==== MATERIAL PROVIDED ====
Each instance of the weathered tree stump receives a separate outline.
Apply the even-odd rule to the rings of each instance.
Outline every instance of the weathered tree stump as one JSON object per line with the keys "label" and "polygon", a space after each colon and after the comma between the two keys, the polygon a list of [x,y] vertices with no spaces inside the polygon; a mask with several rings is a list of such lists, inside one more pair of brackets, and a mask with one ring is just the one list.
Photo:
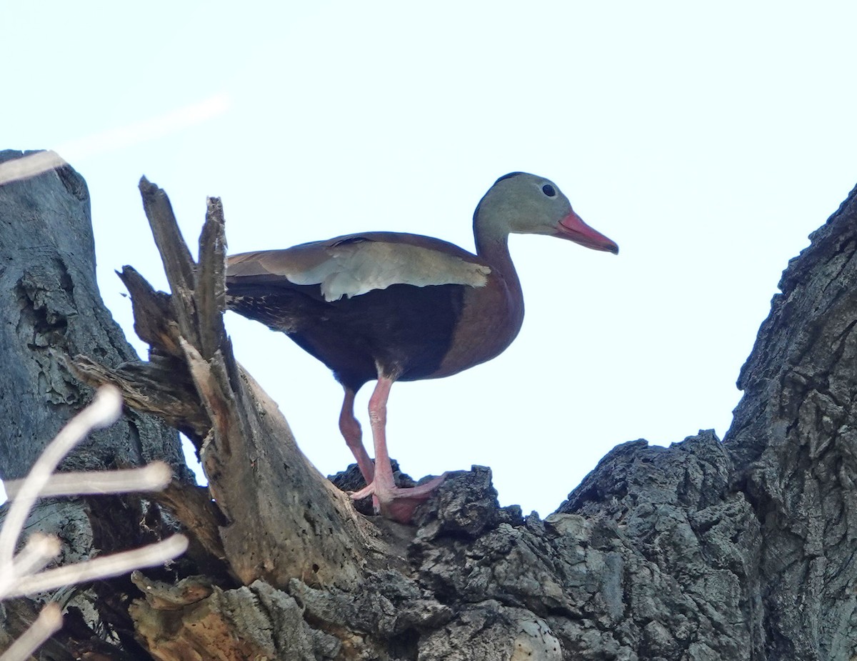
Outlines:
====
= REQUEST =
Edit the entries above by replacing every occurrence of "weathered" with "decaying" and changing nothing else. Omit the pictures from your answer.

= ANSWER FOR THIS EXERCISE =
Each instance of the decaying tree stump receives a separate outline.
Apply the even-odd rule to the rings of each instance.
Outline every instance of the decaying tree stump as one JSON object per line with the keys "label" and "polygon", a space after each colon and after the comma between the two keys, the polygon a list of [x,y] vertices with no spaces inside the polygon; a mask with several rings is a list of such lists, inside one more pair of brackets, and a mask with one ring is just the one list.
Photo:
Outlines:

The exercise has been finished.